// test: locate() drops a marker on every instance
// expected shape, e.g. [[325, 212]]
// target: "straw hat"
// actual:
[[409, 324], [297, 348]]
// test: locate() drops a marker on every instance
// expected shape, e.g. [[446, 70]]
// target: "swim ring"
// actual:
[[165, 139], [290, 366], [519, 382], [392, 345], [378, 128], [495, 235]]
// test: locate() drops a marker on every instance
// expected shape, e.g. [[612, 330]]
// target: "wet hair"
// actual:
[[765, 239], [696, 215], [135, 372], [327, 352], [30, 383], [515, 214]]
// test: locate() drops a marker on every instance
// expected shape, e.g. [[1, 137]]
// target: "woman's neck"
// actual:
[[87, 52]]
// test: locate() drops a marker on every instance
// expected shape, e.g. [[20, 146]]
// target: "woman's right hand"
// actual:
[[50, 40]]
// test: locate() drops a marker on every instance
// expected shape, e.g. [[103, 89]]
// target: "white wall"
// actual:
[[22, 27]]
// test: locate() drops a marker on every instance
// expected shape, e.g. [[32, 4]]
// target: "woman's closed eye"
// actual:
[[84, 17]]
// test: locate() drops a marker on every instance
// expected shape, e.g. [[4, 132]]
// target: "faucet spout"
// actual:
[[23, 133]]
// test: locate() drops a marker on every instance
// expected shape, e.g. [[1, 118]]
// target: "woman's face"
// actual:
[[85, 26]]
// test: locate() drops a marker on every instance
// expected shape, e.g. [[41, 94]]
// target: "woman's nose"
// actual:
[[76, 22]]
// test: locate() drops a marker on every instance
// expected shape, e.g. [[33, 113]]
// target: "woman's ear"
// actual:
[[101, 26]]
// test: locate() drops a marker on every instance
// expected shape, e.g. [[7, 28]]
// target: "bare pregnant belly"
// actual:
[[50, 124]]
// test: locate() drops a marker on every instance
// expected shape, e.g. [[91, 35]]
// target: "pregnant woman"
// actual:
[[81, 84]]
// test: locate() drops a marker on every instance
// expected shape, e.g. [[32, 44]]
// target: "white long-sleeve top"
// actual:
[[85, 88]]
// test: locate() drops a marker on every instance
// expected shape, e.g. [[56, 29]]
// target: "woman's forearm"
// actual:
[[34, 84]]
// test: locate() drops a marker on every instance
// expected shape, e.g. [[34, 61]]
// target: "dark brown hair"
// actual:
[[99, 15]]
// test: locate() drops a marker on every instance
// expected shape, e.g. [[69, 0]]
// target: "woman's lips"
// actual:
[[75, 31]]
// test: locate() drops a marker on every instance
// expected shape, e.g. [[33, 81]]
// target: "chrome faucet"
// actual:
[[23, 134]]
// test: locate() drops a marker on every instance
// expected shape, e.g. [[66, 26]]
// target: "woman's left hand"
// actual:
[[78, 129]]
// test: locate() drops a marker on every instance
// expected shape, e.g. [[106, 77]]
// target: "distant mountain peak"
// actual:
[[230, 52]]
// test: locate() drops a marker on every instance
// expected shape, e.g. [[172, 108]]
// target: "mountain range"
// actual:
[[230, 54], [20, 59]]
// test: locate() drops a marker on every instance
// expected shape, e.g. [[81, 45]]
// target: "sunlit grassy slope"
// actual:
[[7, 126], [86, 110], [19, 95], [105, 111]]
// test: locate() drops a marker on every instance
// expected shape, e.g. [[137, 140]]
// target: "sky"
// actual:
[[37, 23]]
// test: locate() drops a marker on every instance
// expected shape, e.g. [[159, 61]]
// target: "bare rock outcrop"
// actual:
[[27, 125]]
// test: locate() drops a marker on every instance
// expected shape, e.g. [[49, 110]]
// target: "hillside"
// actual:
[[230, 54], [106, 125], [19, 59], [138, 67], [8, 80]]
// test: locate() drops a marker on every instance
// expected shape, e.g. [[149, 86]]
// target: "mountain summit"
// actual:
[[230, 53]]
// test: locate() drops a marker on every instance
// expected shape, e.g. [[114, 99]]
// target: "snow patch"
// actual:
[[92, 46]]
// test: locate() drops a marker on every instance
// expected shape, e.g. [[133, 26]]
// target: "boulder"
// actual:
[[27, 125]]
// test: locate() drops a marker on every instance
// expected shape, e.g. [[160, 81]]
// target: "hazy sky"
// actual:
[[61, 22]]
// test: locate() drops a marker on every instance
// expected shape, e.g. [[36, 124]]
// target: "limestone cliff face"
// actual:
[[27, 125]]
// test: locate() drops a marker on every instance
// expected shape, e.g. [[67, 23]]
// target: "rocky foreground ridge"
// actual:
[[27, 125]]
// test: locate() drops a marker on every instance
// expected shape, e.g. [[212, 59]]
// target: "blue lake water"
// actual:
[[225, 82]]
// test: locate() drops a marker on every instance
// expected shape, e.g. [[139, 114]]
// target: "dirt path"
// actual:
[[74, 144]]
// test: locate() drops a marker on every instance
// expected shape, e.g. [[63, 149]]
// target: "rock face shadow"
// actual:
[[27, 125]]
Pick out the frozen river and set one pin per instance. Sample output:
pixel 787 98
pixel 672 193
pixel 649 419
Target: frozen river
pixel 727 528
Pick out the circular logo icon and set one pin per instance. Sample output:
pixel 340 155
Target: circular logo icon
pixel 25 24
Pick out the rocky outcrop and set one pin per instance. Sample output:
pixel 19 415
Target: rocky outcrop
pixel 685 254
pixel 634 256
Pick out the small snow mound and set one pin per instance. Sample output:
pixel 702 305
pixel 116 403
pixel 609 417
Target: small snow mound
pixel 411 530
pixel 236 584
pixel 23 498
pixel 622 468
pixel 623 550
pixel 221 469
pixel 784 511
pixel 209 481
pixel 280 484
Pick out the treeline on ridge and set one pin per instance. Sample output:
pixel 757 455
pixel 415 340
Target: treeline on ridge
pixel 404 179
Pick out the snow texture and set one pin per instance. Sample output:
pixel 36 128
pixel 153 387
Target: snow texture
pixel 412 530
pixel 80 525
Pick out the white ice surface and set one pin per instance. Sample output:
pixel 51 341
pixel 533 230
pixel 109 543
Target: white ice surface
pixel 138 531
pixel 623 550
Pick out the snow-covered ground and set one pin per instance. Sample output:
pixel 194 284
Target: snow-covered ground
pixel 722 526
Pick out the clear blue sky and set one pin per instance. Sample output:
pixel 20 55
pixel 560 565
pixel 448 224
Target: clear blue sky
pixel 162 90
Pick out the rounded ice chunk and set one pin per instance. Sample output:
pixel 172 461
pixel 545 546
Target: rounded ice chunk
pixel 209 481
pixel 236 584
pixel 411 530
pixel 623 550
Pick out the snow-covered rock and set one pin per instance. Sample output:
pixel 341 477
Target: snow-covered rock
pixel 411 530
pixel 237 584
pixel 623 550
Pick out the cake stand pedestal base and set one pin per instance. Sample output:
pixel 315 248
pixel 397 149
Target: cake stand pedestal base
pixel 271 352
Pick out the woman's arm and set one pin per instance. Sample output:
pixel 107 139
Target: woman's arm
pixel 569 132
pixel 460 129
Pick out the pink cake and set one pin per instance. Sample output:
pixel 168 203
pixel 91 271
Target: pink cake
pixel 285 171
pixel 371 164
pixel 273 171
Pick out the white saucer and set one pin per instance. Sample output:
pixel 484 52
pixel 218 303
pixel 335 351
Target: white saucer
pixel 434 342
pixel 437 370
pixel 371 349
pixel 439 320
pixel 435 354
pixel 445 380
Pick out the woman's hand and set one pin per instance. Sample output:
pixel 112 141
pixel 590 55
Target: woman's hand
-----
*Assignment*. Tally the lines in this material that hold the word "faucet", then reply with only the number.

*Result for this task*. 2